--- Job ---
Return, unchanged, the lines of the material below between the line holding "In this exercise you will mark every instance of the house" and the line holding "pixel 367 325", inclusive.
....................
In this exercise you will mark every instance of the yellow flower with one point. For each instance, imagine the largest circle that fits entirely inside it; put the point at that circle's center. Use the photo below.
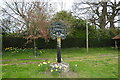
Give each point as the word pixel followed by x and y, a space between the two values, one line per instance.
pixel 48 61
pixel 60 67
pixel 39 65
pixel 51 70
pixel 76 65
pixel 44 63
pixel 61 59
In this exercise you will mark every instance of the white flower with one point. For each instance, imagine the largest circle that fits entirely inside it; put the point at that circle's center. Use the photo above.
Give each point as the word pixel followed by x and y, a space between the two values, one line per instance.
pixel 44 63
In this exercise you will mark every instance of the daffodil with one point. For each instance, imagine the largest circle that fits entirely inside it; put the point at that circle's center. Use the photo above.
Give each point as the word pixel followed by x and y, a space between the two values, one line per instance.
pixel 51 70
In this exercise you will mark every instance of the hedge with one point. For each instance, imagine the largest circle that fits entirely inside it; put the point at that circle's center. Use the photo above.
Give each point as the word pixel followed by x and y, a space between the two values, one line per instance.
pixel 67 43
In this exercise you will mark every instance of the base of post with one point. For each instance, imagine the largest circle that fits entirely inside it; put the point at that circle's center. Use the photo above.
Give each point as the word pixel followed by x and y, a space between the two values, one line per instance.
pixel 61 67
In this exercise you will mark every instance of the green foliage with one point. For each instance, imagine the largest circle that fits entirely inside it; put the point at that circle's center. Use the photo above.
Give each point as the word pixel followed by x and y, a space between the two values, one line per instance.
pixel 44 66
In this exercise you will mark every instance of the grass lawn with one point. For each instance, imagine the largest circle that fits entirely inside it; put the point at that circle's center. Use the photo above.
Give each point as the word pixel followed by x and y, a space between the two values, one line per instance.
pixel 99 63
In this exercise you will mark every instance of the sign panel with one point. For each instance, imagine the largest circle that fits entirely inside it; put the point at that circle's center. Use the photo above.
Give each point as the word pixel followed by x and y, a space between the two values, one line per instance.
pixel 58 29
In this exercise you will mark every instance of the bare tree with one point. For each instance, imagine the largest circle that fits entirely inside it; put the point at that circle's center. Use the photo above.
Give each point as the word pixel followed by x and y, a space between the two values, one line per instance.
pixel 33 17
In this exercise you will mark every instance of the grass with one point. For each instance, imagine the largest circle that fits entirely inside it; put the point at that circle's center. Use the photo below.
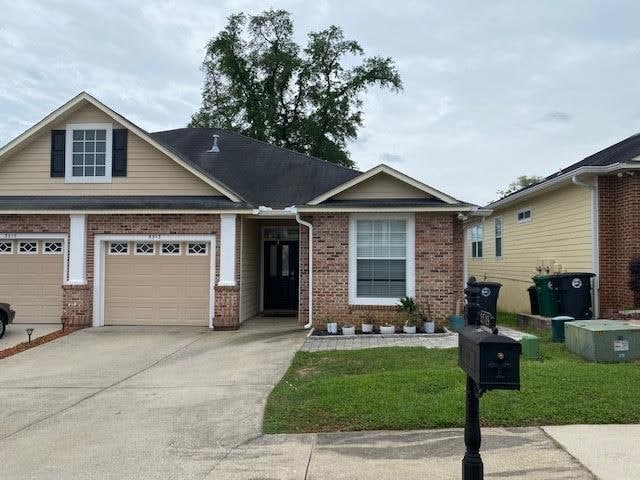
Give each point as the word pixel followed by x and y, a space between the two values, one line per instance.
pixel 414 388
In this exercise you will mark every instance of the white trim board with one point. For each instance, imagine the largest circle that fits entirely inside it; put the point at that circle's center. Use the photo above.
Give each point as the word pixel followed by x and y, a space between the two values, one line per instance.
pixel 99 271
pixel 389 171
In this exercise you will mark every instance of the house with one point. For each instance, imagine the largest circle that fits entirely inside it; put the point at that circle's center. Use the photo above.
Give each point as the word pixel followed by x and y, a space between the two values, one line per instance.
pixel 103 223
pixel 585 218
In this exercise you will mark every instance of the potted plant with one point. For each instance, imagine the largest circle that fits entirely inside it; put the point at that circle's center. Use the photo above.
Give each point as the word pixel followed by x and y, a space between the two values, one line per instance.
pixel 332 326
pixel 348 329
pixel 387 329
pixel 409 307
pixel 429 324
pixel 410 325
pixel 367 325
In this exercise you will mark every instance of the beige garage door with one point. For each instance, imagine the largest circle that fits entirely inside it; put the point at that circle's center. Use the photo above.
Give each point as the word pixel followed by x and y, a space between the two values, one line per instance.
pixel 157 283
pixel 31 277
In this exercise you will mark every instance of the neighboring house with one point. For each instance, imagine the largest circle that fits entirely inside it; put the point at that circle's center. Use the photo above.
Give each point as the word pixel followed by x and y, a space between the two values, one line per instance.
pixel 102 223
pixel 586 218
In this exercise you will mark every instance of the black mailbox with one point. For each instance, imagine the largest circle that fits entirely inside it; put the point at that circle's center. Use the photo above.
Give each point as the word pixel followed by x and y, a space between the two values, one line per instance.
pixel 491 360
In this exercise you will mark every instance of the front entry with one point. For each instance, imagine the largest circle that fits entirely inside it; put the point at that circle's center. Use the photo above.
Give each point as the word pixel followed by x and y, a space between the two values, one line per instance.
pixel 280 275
....................
--- Full answer ---
In this exercise you will mark every instance of the house with one point. For each instance, imagine the largest circle that fits entirely inside it; put the point at that circle's center. Use the photo above.
Give each point as the word pixel followed by x and y, a space between the two values, one line per instance.
pixel 103 223
pixel 585 218
In this exercise you will mark every instance of the potted plant with one point. For each instance, imagine the largest circle that fits entirely inside it; put the point at that circle's center. Use the photo above.
Give each point as the word pixel followed by x and y, a space between the two values, one line per instance.
pixel 332 326
pixel 348 329
pixel 387 329
pixel 409 307
pixel 429 324
pixel 410 325
pixel 367 325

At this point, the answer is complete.